**Stated exercise:**
Repeat every one of the items below word for word, with nothing changed.

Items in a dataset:

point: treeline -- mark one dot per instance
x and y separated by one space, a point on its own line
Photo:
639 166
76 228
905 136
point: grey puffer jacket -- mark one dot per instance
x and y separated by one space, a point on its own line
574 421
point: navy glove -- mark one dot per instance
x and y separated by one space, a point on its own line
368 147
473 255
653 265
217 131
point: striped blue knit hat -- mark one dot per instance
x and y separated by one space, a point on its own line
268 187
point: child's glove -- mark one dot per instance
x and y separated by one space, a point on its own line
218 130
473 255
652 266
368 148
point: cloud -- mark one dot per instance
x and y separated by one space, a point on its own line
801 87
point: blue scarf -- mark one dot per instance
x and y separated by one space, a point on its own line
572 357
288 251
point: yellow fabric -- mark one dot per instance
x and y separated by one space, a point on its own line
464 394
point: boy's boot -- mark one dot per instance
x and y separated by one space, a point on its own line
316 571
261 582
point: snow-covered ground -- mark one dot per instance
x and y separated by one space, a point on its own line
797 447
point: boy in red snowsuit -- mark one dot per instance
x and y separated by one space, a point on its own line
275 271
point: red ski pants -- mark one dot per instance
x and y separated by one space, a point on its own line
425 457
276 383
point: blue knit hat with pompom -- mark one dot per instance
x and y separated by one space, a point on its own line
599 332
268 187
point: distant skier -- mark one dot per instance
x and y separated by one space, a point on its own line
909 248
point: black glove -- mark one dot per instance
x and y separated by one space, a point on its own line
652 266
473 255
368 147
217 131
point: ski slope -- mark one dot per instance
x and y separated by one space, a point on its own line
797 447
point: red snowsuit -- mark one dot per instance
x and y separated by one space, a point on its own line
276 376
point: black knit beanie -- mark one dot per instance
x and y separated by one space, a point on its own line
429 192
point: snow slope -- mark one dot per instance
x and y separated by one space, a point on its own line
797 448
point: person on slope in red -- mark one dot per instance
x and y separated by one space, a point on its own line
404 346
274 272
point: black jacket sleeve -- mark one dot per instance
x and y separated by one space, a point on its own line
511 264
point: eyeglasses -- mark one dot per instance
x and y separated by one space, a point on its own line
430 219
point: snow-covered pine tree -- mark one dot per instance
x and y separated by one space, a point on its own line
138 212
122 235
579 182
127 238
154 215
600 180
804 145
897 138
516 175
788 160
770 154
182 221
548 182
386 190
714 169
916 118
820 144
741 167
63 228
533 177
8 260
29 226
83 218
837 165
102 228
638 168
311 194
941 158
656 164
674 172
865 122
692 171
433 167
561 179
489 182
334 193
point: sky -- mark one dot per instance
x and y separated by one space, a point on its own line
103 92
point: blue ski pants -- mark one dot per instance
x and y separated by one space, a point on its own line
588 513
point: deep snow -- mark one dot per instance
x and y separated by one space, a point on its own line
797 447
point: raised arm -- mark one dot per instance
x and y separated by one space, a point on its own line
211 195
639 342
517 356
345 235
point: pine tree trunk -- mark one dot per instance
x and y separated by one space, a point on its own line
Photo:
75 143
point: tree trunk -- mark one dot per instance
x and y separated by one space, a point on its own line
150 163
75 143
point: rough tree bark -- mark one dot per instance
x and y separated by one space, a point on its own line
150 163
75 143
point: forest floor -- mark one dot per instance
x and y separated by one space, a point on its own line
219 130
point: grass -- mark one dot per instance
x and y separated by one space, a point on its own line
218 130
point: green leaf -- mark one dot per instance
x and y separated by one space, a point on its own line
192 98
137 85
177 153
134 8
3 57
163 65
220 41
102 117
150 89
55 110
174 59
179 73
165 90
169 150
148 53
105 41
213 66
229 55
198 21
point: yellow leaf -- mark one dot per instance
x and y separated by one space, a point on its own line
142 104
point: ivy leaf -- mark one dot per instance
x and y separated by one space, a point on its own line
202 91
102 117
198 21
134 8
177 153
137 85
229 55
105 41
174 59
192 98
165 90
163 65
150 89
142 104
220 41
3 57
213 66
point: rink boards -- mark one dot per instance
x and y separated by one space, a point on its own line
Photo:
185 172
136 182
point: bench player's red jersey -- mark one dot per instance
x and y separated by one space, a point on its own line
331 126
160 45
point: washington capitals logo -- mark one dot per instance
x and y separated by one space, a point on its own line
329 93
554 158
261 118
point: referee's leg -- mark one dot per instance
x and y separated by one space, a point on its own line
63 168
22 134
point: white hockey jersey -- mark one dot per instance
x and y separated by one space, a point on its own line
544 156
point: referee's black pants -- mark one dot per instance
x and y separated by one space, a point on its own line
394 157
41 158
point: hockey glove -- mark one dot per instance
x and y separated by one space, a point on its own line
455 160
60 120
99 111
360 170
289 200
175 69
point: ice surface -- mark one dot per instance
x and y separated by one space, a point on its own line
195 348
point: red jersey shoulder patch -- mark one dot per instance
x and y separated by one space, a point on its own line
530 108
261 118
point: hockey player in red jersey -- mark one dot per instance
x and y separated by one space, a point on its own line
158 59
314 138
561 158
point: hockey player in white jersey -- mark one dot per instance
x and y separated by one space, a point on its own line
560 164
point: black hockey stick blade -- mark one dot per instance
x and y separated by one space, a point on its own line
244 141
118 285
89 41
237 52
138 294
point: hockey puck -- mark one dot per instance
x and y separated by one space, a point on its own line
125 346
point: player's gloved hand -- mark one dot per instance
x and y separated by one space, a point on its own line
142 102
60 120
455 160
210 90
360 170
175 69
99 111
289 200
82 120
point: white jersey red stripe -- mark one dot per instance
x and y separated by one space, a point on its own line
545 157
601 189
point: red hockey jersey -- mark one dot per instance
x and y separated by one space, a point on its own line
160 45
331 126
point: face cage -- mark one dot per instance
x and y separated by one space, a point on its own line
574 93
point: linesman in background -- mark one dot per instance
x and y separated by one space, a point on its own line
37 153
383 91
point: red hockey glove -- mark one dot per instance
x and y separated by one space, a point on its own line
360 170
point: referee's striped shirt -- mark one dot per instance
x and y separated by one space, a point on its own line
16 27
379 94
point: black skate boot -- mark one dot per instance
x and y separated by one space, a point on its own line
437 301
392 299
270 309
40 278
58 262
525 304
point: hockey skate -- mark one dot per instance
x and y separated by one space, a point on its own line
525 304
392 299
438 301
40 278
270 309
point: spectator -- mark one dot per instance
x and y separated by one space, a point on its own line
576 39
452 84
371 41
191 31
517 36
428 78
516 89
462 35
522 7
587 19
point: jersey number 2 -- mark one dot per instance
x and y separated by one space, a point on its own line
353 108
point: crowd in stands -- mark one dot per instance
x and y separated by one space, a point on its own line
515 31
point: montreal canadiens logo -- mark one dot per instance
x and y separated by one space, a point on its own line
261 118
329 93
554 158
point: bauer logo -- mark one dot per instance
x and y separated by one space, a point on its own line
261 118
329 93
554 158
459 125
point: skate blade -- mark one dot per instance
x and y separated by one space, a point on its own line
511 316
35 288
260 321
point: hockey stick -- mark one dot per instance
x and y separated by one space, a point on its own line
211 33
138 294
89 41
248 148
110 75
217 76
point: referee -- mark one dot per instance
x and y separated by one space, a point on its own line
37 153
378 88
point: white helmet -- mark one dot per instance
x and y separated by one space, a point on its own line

**Problem solution:**
point: treeline -- mark one dot per instance
x and y separated by one space, a point on its own line
Photo:
639 166
76 228
905 136
point: grey puffer jacket -- mark one dot per instance
x and y separated by one space, a point on its own line
574 421
point: navy glove -- mark one dot per instance
x and y separated by one space, a point on its own line
368 147
473 255
653 265
217 131
point: striped blue knit hat -- mark one dot per instance
x and y separated by one space, a point on its own line
268 187
point: child's glove -- mark one dot per instance
x and y separated by one space, a point on its own line
218 130
473 255
652 266
368 148
point: cloud -- mark one dot per instance
x and y separated by one space, a point on its own line
801 87
point: blue scarf -- mark one dot per instance
x and y separated by one space, a point on its own line
572 357
288 251
point: yellow fabric -- mark one dot per instance
x and y separated by one space, a point on its own line
464 394
point: boy's boot -- mark one dot per instance
x and y separated by one space, a point on its own line
316 571
261 582
point: snow-covered ground -- mark one dot per instance
x and y separated by one space, a point on its own line
797 447
point: boy in red snowsuit -- mark one dot per instance
x and y separated by one space, a point on its own line
275 271
point: red ski pants -- mark one dot per instance
x and y separated by one space, a point on its own line
425 457
276 383
point: blue knit hat with pompom -- mark one dot per instance
x and y separated by one space, a point on its own line
599 332
268 187
point: distant skier -- mark one dot per instance
x and y separated by one space, a point on its own line
909 248
point: black glove -- mark one dot per instance
x and y separated by one space, a point on its own line
652 266
473 255
368 147
217 131
point: ski slope -- mark one dot per instance
x and y separated by one space, a point on its own line
797 447
point: red snowsuit -- mark one dot per instance
x and y separated by one space, a point on its own line
276 376
point: black knit beanie -- mark one dot per instance
x and y separated by one space, a point on its own line
429 192
point: snow slope -- mark one dot per instance
x and y separated by one space, a point on its own line
797 448
point: person on slope in red -- mark one dot per instance
x and y separated by one space, a point on its own line
404 346
274 272
point: black jacket sleeve -- mark one dot per instance
x and y separated by one space, a point on its own line
511 264
point: eyeglasses -- mark one dot per instance
x and y separated by one space, a point on its own line
430 219
point: snow-covered pine tree -- mark one dot per instance
x and y separated by one space, a point on its own line
138 212
122 235
579 182
127 238
154 215
600 180
804 145
897 138
516 175
788 160
770 154
182 221
548 182
386 190
714 169
916 118
820 144
741 167
63 228
533 177
8 260
29 226
83 218
837 165
102 228
638 168
311 194
941 158
656 164
674 172
865 122
692 171
433 167
561 179
489 182
334 193
point: sky -- mark one dot per instance
x and y separated by one space, a point on its own line
103 92
point: blue ski pants -- mark one dot per instance
x and y separated by one space, a point on its own line
588 513
point: deep snow -- mark one dot per instance
x and y separated by one space, a point on its own line
797 447
point: raised arm -- mark one dot per instance
x and y separated by one space, a point on its own line
211 195
639 342
517 356
345 235
point: pine tree trunk -- mark one dot per instance
x and y separated by one space, a point on its own line
Photo:
75 143
point: tree trunk -- mark one dot per instance
x and y separated by one space, a point on its own line
150 163
75 143
point: rough tree bark -- mark one dot per instance
x and y separated by one space, a point on its own line
150 163
75 143
point: forest floor -- mark one dot per instance
x and y separated by one space, a point on its own line
219 130
point: grass -- mark one dot per instance
x and y separated by one space, a point on its own line
218 130
point: green leaf -- mark one dot per instance
x and y separated by one space, a point on its own line
192 98
137 85
177 153
134 8
3 57
163 65
220 41
102 117
150 89
55 110
174 59
179 73
165 90
169 150
148 53
105 41
213 66
229 55
198 21
point: yellow leaf -- mark one dot per instance
x and y separated by one space, a point on its own line
142 104
point: ivy leaf -- mark one dot per instance
x and y separated by one space, a point on its own line
202 91
102 117
198 21
134 8
177 153
137 85
229 55
105 41
174 59
192 98
165 90
163 65
150 89
142 104
220 41
3 57
213 66
point: rink boards -- mark one dot per instance
x and y separated by one space, a point on its own line
Photo:
185 172
136 182
point: bench player's red jersey -- mark one dot per instance
x and y separated by one space, a point on its own line
331 126
160 45
point: washington capitals logo -- mark one dot per instance
x and y separated by one space, a point on its own line
329 93
554 158
261 118
point: referee's leg -- mark one dot per instance
x and y separated by one space, a point on its own line
63 168
22 134
point: white hockey jersey -- mark one dot per instance
x and y separated by one space, a point on its own line
544 156
point: referee's black pants -- mark one dot per instance
x and y separated by one space, a point on its own line
394 157
41 158
point: hockey glove -- mark one dot per instance
x and y separated by one space, a point on its own line
455 160
60 120
99 111
360 170
289 200
175 69
point: ice surface -- mark one dot per instance
x and y separated by one space, a point on its own line
195 348
point: red jersey shoulder patch -- mark one dot per instance
x and y separated by one space, a point on its own line
530 108
261 118
point: hockey player in red jersey -- mark one dot per instance
x and y separated by one space, a point on its own line
158 59
314 138
561 158
point: hockey player in white jersey -- mark one dot per instance
x and y separated by one space, a point on its own line
560 164
point: black hockey stick blade -- mark one dot per instance
x and y separated by one space, a point on its own line
244 141
118 285
89 41
237 52
138 294
point: hockey puck -- mark one dot per instance
x and y separated by one space, a point on its own line
125 346
point: player's gloved hand -- mark one dot per instance
x and y separated by one space, a point on its own line
142 102
60 120
455 160
210 90
360 170
175 69
99 111
289 200
82 120
point: white jersey red stripe -- mark one dot per instance
x and y separated by one space, a point on its own line
545 157
601 189
point: red hockey jersey -- mark one dot per instance
x and y separated by one space, a point on its own line
160 45
331 126
point: face cage -- mark one dot per instance
x and y separated by one space, a point on its own line
574 93
point: linesman in background -- mark one dot per instance
x and y separated by one space, a point on its own line
37 153
383 91
point: red hockey glove -- mark one dot per instance
x and y separated by one space, a point on its own line
360 170
point: referee's striped shirt -- mark one dot per instance
x and y separated by one space, a point on its own line
16 27
379 94
point: black skate boot -- mark one dot per instance
x and y separated by one space, a point on its own line
437 301
392 299
270 309
40 278
58 262
525 304
point: hockey skate -- mark one dot per instance
x and y separated by one space, a point on its own line
525 304
392 299
438 301
40 278
270 309
point: spectator -- mark one dot per instance
x and y separated by one space, a point on its own line
576 39
452 84
371 41
191 31
517 36
428 78
516 89
462 35
522 7
587 19
point: jersey number 2 -- mark one dot per instance
x and y separated by one space, a point on its own line
353 108
point: crowd in stands -- mark one dot per instance
x and y separated by one space, a point on its own line
515 31
point: montreal canadiens logo -- mark one dot per instance
x and y separated by one space, a point on its own line
261 118
329 93
554 158
point: bauer logo -- mark one dot per instance
x and y separated by one space, a point on its own line
261 118
329 93
554 158
459 125
point: skate blade -- mark one dot per instance
x and y separated by one space, a point on its own line
511 316
35 288
260 321
point: hockey stick -- mark one dot per instance
x and y separated by one space, a point on its own line
211 33
138 294
89 41
248 148
110 75
217 76
point: referee -- mark one dot per instance
x and y separated by one space, a point on its own line
37 153
378 88
point: white helmet -- mark one dot per instance
x and y separated by one space, a point on its own line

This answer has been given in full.